━━━ Text to read

The American people are incredibly frustrated with what they are seeing on the southern border, and they keep saying it over and over again--remarkably so in a nation where inflation continues to be stubbornly high, where it is harder and harder to afford a carton of eggs and gasoline and all of the basics of life. In all of the areas that you would think the economy would be the No. 1 issue in the Nation, actually, national security and border security end up being No. 1, regardless of what State you live in. This is no longer a border State issue. Americans feel this is a problem.

Well, they should. In the past 3 years, more people have illegally crossed our southern border than in the previous 12 years combined, and it is not close--the number. We are approaching 8 million people who have illegally crossed our southern border just in the last 3 years.

Cities feel it. Americans feel it. School districts feel it. Communities feel it. Homeless shelters feel it. It continues to spiral into our country.

This is not some accident of migration, as the administration tries to say over and over again--that there is global migration that is happening everywhere. This was a series of Executive orders that were done in 2021 that were intentionally designed to change what is happening at our southern border, and they certainly have.

Decisions were made in 2021 by the Biden administration to be able to shift multiple things, starting with loosening enforcement. On day one of the Biden administration, stop any construction of the wall and announce it publicly: We are no longer going to do wall construction, not even repair.

Step No. 2, dramatically loosen the actual enforcement within the country so that fewer people would actually be deported when they came. So if you crossed the border illegally, it is a much greater likelihood that, once you get across, you will not be deported.

The third thing, they changed the ``Remain in Mexico'' policy--that simple policy to say that, yes, you can request asylum, but you can't just be released in the country. They shifted it immediately, and shifted it from ``remain at the border or in Mexico.'' Rather than being in detention, you could be released anywhere in the country on your own recognizance and to be able to go anywhere you want. That dramatically increased the number of people who were crossing.

They also shifted where the State Department is no longer negotiating deals with Central America--Guatemala, Honduras, and El Salvador--to be able to stop migrants from moving through that direction. They have withdrawn those agreements from Central America, and the State Department stopped putting pressure on recalcitrant countries that wouldn't take their people back.

These are not accidental things. These were intentional actions.

But what I don't think the administration intended was how this has spiraled out of control. They sowed to the wind, and the Nation is reaping the whirlwind of it--almost 8 million people now who have illegally crossed our border.

━━━━━━

Goals:
1. Retype the passage of the border speech from "Cities feel it." up to and including "they certainly have.".
2. Lay out the lines of the listing as a numbered list, from the line with "Where can you see the tortilla" up to and including the final line of the listing, leaving out any blank lines.
The border speech and the listing were taken from separate sources.

━━━ Information given

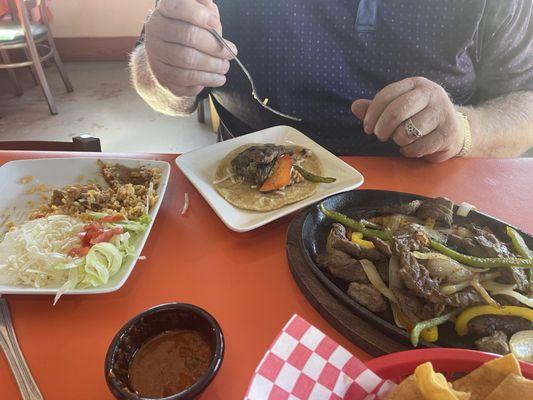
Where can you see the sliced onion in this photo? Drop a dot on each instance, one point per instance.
(464, 232)
(376, 281)
(451, 289)
(521, 345)
(185, 204)
(464, 209)
(498, 287)
(394, 221)
(483, 292)
(528, 301)
(394, 272)
(430, 256)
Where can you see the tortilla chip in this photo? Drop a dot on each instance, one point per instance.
(434, 386)
(483, 380)
(513, 387)
(241, 195)
(407, 390)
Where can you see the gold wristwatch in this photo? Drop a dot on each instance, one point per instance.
(467, 141)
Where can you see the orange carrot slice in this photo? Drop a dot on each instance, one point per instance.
(281, 176)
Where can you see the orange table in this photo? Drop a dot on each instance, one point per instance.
(241, 278)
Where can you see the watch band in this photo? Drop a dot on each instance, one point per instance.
(467, 141)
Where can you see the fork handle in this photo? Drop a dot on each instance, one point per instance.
(8, 341)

━━━━━━

Replies:
1.
Cities feel it. Americans feel it. School districts feel it. Communities feel it. Homeless shelters feel it. It continues to spiral into our country.

This is not some accident of migration, as the administration tries to say over and over again--that there is global migration that is happening everywhere. This was a series of Executive orders that were done in 2021 that were intentionally designed to change what is happening at our southern border, and they certainly have.

2.
1. Where can you see the tortilla chip in this photo? Drop a dot on each instance, one point per instance.
2. (434, 386)
3. (483, 380)
4. (513, 387)
5. (241, 195)
6. (407, 390)
7. Where can you see the gold wristwatch in this photo? Drop a dot on each instance, one point per instance.
8. (467, 141)
9. Where can you see the orange carrot slice in this photo? Drop a dot on each instance, one point per instance.
10. (281, 176)
11. Where can you see the orange table in this photo? Drop a dot on each instance, one point per instance.
12. (241, 278)
13. Where can you see the watch band in this photo? Drop a dot on each instance, one point per instance.
14. (467, 141)
15. Where can you see the fork handle in this photo? Drop a dot on each instance, one point per instance.
16. (8, 341)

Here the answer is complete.